-------- RECORDS SUPPLIED --------
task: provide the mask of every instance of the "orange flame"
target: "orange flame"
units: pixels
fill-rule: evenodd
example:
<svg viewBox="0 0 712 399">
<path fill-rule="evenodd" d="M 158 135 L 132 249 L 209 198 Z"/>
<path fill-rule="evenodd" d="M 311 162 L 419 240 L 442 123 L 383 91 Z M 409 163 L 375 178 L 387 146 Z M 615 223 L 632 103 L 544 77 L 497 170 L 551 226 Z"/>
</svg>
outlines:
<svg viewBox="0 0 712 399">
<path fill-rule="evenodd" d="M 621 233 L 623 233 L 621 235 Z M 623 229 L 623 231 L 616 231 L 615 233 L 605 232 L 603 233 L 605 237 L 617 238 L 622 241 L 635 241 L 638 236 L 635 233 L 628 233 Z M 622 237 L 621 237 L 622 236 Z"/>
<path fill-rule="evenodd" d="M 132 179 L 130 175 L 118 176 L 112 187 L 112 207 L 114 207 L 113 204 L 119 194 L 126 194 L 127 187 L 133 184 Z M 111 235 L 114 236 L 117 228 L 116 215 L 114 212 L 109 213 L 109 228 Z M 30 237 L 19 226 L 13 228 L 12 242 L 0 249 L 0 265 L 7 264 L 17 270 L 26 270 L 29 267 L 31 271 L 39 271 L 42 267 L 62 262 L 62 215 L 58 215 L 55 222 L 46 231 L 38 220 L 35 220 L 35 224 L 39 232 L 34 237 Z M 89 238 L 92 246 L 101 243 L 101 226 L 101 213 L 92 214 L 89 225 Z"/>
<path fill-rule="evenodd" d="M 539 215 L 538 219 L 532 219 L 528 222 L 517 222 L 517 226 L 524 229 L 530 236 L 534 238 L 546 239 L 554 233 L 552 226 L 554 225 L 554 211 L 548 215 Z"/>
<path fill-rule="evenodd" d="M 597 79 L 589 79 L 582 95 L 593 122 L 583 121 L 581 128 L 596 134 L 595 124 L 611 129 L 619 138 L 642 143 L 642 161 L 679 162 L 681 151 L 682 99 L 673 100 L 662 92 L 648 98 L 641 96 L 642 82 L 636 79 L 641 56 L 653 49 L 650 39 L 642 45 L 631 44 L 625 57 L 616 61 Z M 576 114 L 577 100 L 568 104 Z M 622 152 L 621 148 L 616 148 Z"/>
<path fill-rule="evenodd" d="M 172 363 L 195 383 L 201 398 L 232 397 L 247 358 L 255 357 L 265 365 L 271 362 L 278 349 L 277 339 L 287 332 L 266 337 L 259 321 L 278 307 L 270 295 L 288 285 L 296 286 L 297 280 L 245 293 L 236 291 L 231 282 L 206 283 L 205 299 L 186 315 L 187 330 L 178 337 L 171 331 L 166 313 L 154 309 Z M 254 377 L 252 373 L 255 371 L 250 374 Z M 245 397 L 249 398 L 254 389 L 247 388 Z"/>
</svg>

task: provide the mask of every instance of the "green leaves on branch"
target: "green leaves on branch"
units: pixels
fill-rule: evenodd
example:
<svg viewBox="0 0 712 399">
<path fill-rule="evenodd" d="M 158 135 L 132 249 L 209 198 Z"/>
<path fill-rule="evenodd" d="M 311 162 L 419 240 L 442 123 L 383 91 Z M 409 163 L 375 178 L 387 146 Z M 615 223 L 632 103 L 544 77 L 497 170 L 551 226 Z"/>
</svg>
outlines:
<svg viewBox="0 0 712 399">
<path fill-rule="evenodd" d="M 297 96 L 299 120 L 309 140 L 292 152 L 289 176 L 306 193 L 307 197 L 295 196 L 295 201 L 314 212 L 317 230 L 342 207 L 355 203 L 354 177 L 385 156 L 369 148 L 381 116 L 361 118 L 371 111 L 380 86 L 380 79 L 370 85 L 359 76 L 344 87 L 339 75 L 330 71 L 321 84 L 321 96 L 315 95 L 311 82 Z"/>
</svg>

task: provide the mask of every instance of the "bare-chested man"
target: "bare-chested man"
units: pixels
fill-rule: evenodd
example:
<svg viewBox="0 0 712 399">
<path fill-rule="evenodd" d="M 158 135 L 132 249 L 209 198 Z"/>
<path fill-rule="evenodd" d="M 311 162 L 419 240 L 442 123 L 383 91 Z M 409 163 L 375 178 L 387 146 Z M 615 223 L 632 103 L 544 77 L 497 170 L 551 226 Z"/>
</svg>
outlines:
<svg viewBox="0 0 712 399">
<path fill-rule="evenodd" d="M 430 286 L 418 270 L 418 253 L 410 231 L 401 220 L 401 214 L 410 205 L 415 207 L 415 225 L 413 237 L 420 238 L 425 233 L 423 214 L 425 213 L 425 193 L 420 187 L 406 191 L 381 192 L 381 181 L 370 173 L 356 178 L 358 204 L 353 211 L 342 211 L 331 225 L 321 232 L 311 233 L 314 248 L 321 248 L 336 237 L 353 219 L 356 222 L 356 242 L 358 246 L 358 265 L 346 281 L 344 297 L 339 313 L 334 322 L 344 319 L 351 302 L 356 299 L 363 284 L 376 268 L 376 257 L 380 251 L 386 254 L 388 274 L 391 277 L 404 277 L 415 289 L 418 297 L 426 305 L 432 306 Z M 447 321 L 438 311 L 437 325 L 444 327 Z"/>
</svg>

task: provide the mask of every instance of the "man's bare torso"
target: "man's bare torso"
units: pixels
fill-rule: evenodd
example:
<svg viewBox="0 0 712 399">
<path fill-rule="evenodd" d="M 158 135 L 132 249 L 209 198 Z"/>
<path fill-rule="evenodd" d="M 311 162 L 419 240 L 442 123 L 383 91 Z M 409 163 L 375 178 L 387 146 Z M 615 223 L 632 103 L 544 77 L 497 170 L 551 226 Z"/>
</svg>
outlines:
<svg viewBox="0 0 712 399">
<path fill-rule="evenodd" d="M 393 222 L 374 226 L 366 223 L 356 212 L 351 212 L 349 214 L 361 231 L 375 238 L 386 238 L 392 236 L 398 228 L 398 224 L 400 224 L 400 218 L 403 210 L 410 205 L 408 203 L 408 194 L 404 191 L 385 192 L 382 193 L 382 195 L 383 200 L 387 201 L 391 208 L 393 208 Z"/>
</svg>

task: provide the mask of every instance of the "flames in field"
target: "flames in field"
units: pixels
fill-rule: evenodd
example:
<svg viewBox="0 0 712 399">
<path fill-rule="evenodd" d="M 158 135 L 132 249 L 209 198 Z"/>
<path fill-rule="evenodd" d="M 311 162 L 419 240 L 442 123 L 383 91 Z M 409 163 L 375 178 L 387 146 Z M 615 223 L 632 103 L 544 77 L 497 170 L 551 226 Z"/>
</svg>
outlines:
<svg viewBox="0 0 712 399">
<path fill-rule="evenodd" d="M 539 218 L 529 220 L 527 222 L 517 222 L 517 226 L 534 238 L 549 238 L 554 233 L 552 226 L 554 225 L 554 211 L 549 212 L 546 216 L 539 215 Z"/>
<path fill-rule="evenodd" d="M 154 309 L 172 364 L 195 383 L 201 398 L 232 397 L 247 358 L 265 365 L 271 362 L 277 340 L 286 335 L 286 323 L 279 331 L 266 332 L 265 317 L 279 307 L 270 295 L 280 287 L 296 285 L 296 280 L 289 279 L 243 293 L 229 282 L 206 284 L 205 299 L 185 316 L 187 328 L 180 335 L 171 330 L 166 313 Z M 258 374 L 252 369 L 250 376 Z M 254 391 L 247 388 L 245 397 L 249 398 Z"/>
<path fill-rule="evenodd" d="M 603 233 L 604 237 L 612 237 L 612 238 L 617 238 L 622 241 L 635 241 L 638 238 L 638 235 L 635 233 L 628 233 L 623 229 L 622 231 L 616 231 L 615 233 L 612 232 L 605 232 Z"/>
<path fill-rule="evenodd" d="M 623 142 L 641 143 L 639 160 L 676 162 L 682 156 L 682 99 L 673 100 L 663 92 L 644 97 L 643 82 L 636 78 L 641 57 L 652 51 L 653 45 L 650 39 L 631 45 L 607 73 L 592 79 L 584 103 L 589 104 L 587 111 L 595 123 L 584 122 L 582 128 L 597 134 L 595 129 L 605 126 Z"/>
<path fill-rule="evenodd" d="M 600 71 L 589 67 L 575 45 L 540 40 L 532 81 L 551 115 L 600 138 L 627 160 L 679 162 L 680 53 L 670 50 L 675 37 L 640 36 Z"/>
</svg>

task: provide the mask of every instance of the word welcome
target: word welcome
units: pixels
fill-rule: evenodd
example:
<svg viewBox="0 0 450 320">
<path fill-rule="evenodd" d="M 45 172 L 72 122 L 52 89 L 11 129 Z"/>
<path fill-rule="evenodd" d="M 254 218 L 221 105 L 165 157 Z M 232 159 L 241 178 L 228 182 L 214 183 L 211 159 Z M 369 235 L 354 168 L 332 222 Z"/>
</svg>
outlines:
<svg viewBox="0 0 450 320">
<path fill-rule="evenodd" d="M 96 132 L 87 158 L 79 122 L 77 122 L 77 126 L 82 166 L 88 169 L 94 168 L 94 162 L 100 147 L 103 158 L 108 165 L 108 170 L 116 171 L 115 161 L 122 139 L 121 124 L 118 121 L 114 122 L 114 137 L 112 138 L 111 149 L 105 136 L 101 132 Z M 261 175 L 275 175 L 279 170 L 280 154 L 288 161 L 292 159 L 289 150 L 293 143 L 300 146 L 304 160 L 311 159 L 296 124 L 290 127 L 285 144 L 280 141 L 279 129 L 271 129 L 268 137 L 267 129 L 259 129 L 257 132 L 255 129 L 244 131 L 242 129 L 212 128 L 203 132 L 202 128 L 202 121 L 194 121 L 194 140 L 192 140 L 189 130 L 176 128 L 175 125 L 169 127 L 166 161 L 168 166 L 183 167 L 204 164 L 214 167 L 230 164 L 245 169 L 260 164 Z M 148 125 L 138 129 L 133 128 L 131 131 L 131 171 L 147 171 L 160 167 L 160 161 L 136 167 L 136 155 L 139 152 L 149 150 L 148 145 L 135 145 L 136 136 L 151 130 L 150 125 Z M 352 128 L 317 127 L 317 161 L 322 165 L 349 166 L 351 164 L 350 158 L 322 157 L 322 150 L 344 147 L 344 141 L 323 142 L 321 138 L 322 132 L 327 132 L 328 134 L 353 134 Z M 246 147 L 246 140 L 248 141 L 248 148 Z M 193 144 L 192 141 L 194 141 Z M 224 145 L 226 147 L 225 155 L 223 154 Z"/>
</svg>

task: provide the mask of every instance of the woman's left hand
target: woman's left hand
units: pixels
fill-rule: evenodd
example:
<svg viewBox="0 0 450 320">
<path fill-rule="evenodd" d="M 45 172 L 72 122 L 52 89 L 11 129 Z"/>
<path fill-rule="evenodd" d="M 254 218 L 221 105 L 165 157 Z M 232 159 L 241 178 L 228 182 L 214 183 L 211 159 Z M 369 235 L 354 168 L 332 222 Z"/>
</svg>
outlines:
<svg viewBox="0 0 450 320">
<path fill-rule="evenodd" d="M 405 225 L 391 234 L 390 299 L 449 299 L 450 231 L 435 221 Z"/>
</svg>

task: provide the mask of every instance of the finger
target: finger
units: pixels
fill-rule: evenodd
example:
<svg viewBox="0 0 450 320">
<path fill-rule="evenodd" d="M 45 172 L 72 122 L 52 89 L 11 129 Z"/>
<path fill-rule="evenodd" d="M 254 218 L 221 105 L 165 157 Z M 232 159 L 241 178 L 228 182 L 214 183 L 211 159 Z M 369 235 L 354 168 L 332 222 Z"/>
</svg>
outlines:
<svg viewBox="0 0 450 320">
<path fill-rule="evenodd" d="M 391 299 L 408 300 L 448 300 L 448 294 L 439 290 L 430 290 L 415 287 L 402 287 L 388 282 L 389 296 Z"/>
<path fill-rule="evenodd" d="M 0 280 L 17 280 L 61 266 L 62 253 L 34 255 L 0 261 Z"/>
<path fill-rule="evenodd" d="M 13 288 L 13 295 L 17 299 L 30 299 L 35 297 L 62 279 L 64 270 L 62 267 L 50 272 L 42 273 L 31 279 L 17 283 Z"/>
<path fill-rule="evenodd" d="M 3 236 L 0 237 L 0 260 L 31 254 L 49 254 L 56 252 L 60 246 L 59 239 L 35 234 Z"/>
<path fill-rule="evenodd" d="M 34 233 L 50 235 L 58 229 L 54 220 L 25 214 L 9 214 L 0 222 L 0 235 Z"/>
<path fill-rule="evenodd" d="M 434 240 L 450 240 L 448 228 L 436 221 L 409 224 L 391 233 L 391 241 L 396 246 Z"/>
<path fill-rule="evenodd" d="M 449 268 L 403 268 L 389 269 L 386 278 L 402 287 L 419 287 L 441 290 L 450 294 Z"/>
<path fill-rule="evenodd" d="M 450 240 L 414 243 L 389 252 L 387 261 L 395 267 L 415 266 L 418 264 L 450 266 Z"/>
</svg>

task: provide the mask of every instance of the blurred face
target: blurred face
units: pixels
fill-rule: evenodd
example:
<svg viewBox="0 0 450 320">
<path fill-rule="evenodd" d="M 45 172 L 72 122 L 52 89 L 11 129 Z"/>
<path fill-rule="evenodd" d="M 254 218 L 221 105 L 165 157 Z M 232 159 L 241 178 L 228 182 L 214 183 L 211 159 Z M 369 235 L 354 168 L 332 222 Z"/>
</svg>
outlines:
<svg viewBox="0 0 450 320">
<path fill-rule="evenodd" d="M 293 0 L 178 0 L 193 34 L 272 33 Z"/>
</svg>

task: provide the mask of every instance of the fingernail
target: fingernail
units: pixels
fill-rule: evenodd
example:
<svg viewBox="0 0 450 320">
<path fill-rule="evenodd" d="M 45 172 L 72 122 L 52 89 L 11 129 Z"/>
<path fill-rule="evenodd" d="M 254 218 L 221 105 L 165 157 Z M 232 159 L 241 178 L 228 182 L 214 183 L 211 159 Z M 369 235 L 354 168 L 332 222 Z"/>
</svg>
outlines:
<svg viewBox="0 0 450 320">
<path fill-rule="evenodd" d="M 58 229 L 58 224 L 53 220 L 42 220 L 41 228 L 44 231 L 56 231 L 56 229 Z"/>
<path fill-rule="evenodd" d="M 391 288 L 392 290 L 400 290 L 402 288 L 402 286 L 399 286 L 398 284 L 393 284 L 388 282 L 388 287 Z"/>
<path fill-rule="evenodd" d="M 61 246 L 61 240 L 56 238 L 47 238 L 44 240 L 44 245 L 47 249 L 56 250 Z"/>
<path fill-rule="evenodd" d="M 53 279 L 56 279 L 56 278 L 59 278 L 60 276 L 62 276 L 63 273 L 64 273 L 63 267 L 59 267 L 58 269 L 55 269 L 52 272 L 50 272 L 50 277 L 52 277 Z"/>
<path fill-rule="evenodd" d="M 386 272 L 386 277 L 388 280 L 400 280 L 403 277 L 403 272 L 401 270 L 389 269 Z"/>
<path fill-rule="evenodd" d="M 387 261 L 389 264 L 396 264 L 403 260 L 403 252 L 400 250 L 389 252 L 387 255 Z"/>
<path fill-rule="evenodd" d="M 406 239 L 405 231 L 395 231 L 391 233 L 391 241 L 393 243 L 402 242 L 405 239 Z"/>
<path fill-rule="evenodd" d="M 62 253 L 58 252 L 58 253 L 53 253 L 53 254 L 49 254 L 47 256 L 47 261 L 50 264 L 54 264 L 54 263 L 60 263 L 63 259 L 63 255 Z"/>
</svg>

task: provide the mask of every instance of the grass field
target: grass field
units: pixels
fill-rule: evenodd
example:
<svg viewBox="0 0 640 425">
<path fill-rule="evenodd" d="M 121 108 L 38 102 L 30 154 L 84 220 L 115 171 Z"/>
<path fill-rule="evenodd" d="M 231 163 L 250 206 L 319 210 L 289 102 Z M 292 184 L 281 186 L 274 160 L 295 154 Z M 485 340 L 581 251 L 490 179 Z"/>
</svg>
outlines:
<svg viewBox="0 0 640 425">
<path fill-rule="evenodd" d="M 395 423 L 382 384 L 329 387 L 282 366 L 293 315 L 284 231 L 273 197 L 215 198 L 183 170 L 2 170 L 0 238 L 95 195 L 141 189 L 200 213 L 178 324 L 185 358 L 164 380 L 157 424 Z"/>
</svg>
--------
=== INSTRUCTIONS TO FOLLOW ===
For each line of the entries that includes "grass", show that line.

=== RESPONSE TO THIS TASK ===
task: provide the mask of every instance of the grass field
target: grass field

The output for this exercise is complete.